> **Reading text**
Improved magnetic properties and optimized preparation process of (MM)–Fe–B magnets

Abstract

Substitution of Nd element with misch metal (MM) element in the RE–Fe–B magnets has been set off as an effective method to decrease the cost of RE–Fe–B materials and ensure a more balanced utilization of rare-earth elements. In the present work, the composition of MM_xFe_94−xB₆ (x = 14 and 16) alloys are fabricated by the melt-spinning method with wheel speeds of 20 and 25 m s⁻¹, respectively. It is demonstrated that with increasing wheel speed and MM content, can effectively suppress the formation of α-Fe soft phase and refine grain size. The maximum energy product (BH)_max of 10.03 MGOe is obtained for the MM16-V25 alloy, which is a result of its higher intrinsic coercivity H_cj (H_cj: 9.15 kOe) and squareness H_k/H_cj (H_k/H_cj: 0.49). Meanwhile, the analysis of Henkel plots δM(H) and microstructure show that the MM16-V25 alloy obtains the strongest exchange coupling effect and more uniform microstructure with fine grain size. In addition, the compositions of 2:14:1 grain and grain boundary from energy dispersive spectroscopy for the MM16-V25 alloy are also discussed in detail.

1 Introduction

Re–Fe–B permanent magnet materials are widely used in the domains of network communication, aerospace, transportation, office automation, etc., due to their high maximum energy product, and have become one of the important material foundations for high-tech emerging industries and social progress [1,2,3]. Meanwhile, the extensive use of Re–Fe–B permanent magnet has led to excessive consumption of rare-earth elements Dy/Tb/Nd, as well as a large backlog of high abundance and low-cost rare-earth elements La/Ce/Y. This not only imbalances the utilization of rare-earth resources, but also increases the price of Re–Fe–B-based permanent magnets [4,5,6]. Therefore, the use of high abundance elements La/Ce instead of heavy rare-earth elements Dy/Tb/Nd to manufacture high-performance Re–Fe–B permanent magnet materials has become a hot research topic. So, if misch metal (MM) can be directly used to prepare high-performance Re–Fe–B magnets, it can effectively avoid the separation process of heavy rare-earth elements and greatly solve the problems of unbalanced rare-earth use and environmental pollution, which will have great practical significance [7,8,9,10].

For Re–Fe–B magnetic materials based on MM, through the optimization of the composition and microstructure of MM–Fe–B, the performance of Re–Fe–B magnetic materials can be improved. Yu et al. [11] reported that the aggregation behaviour of La–Ce in the RE-rich grain boundary phase is beneficial to enhance the magnetic properties with high Curie temperature of T_c = 502.9 K. Zuo et al. [12] ultimately obtained 12 MGOe isotropic magnets in MM₁₃Fe₈₁B₆ alloys. Furthermore, Zhang et al. [13] demonstrated that optimizing melt-spinning cooling rates could control the grain size and finally enhance the magnetic properties of (La, Ce)–Fe–B ribbons. Therefore, it is desirable that the magnetic properties of MM–Fe–B magnets can be further enhanced by optimizing the alloy composition and manufacturing process.

> **Stored rows**
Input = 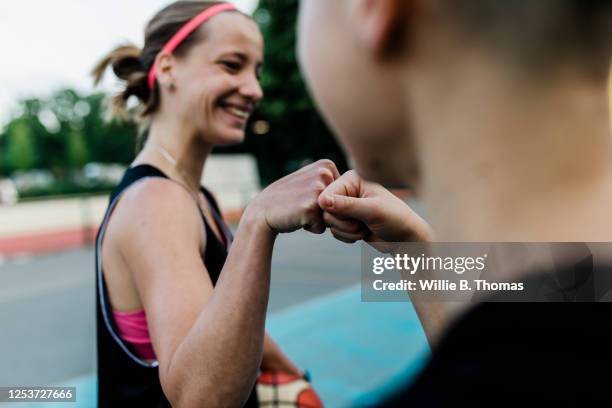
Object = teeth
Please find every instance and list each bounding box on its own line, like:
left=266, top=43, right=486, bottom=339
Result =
left=227, top=106, right=249, bottom=119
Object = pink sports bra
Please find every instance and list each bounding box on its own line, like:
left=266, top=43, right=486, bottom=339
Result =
left=113, top=310, right=157, bottom=360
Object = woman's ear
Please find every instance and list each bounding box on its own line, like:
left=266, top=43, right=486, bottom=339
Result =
left=355, top=0, right=415, bottom=58
left=155, top=52, right=175, bottom=90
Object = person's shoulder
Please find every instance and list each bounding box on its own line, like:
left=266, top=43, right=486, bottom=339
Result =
left=113, top=177, right=203, bottom=247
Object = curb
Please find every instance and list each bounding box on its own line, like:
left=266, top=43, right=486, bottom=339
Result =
left=0, top=209, right=244, bottom=258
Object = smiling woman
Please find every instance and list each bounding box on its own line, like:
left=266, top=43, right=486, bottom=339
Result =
left=94, top=1, right=326, bottom=407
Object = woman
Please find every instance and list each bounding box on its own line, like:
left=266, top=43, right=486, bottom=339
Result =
left=94, top=1, right=338, bottom=407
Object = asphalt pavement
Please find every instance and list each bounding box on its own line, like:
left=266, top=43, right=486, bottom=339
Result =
left=0, top=231, right=360, bottom=386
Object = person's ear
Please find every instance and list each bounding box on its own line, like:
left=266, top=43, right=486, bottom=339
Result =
left=155, top=52, right=175, bottom=90
left=355, top=0, right=414, bottom=58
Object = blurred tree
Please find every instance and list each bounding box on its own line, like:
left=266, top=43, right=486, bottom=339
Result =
left=218, top=0, right=347, bottom=184
left=0, top=89, right=136, bottom=180
left=5, top=120, right=36, bottom=171
left=66, top=130, right=89, bottom=169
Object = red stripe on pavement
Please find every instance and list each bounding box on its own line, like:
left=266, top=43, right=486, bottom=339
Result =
left=0, top=228, right=96, bottom=256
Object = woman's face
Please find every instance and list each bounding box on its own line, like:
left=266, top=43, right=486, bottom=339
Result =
left=169, top=12, right=263, bottom=145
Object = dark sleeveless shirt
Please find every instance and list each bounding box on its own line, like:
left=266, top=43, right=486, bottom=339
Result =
left=96, top=165, right=258, bottom=408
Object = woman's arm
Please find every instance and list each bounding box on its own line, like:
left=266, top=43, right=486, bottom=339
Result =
left=261, top=333, right=304, bottom=377
left=109, top=161, right=337, bottom=408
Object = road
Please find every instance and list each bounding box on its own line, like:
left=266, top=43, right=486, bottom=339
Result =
left=0, top=232, right=360, bottom=386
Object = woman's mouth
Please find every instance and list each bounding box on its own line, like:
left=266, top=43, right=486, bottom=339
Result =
left=219, top=102, right=252, bottom=123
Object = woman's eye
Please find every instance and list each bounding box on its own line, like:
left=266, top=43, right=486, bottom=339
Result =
left=223, top=61, right=240, bottom=71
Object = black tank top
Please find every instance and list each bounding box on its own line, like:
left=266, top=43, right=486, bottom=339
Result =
left=96, top=165, right=258, bottom=408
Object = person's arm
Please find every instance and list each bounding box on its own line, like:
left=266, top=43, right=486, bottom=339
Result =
left=319, top=170, right=451, bottom=345
left=261, top=333, right=304, bottom=377
left=113, top=162, right=337, bottom=408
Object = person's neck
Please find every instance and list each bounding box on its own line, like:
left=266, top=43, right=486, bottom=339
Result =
left=411, top=59, right=612, bottom=242
left=137, top=111, right=211, bottom=188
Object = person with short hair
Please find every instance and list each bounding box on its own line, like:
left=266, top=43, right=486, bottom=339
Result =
left=298, top=0, right=612, bottom=407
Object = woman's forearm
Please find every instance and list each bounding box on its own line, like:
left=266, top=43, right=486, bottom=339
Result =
left=167, top=209, right=276, bottom=407
left=261, top=333, right=303, bottom=376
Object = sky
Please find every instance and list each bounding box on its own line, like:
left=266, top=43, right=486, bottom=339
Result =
left=0, top=0, right=258, bottom=125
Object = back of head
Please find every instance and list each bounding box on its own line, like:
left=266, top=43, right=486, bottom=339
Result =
left=440, top=0, right=612, bottom=79
left=92, top=0, right=225, bottom=118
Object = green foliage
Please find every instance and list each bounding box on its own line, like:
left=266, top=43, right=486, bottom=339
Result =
left=0, top=89, right=136, bottom=181
left=5, top=120, right=37, bottom=170
left=0, top=0, right=346, bottom=195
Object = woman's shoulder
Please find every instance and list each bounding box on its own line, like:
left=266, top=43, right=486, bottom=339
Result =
left=107, top=170, right=202, bottom=245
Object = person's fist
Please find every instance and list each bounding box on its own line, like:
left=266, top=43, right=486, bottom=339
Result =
left=319, top=170, right=432, bottom=246
left=249, top=160, right=340, bottom=234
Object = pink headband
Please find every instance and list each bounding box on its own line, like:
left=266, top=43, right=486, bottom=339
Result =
left=148, top=3, right=236, bottom=90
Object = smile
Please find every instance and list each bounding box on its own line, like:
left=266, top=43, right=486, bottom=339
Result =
left=225, top=106, right=250, bottom=119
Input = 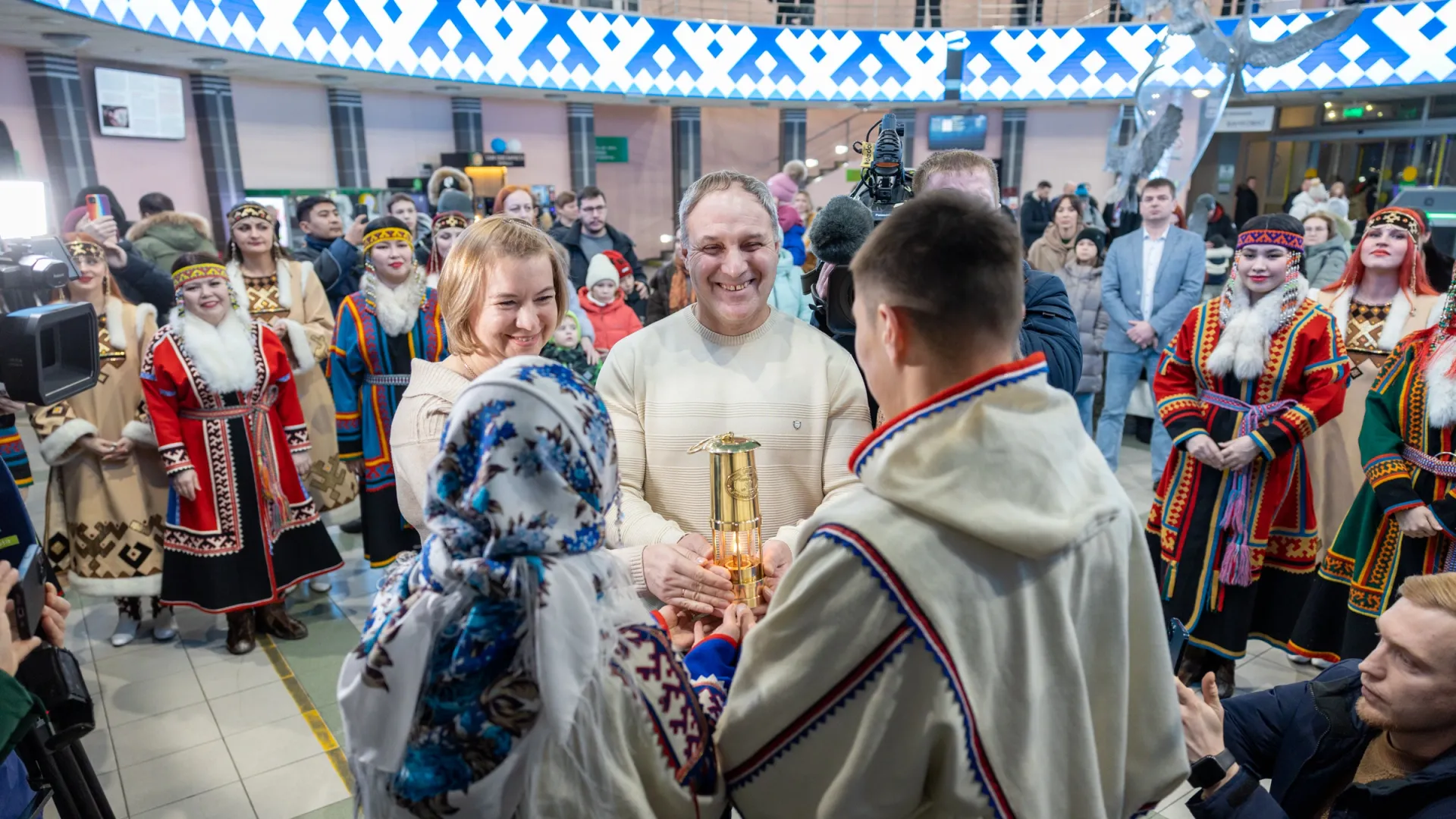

> **Task instructions**
a – Could you extract the part of the paper on MM–Fe–B magnets that runs from "For Re–Fe–B magnetic" up to and including "and manufacturing process.", copied word for word?
b – How would the paper on MM–Fe–B magnets go on after its last sentence? Write the next part of it.

> **Results by task**
a –
For Re–Fe–B magnetic materials based on MM, through the optimization of the composition and microstructure of MM–Fe–B, the performance of Re–Fe–B magnetic materials can be improved. Yu et al. [11] reported that the aggregation behaviour of La–Ce in the RE-rich grain boundary phase is beneficial to enhance the magnetic properties with high Curie temperature of T_c = 502.9 K. Zuo et al. [12] ultimately obtained 12 MGOe isotropic magnets in MM₁₃Fe₈₁B₆ alloys. Furthermore, Zhang et al. [13] demonstrated that optimizing melt-spinning cooling rates could control the grain size and finally enhance the magnetic properties of (La, Ce)–Fe–B ribbons. Therefore, it is desirable that the magnetic properties of MM–Fe–B magnets can be further enhanced by optimizing the alloy composition and manufacturing process.

b –
In the present paper, the composition of MM_xFe_94−xB₆ (x = 14 and 16) alloys with different wheel speeds (20 and 25 m s⁻¹) are fabricated by the melt-spinning method. The phase constituent, microstructure, magnetic properties and Curie temperature of all the alloys are systematically investigated. Additionally, the relationships between the magnetic properties, demagnetization reversal behaviour, microstructure and exchange coupling interaction for the MM_xFe_94−xB₆ alloys are discussed in detail.

2 Experimental

The ribbons with the nominal composition of MM_xFe_94−xB₆ (x = 14 and 16) were fabricated by melt spinning under an Ar atmosphere. In the experiment, the purity information of raw materials includes Fe (≥ 99.9%) and Fe–B (the content of B element is 20 wt%), while the MM with a purity of about 99.8 wt% from Bayan Obo mine. Then, the ribbon samples were produced by melt spinning with wheel speeds of 20 and 25 m s⁻¹, respectively. Meanwhile, the content of MM (x = 14) with wheel speed of 20 and 25 m s⁻¹, hereafter named as MM14-V20 and MM14-V25, respectively, while the content of MM (x = 16) with wheel speed of 20 and 25 m s⁻¹ were marked as MM16-V20 and MM16-V25, respectively. X-ray diffraction (XRD) patterns of all the samples with the wheel surface were determined by the Empyrean S2 diffractometer (PANalytical Corporation, The Netherlands) by using the CuK_α radiation. Magnetic properties of the ribbons were obtained via the Lake Shore 7407 vibrating sample magnetometer (VSM) with a maximum applied filed of 2 T. The magnetization–temperature (M–T) curves with the temperature range of 300–600 K under 1 T magnetic field and Henkel plots δM(H) were also obtained via the VSM. The microstructure and microchemistry analyses of the ribbons were observed via the transmission electron microscope (TEM, Fei Techni F20) equipped with energy dispersive spectroscopy (EDS).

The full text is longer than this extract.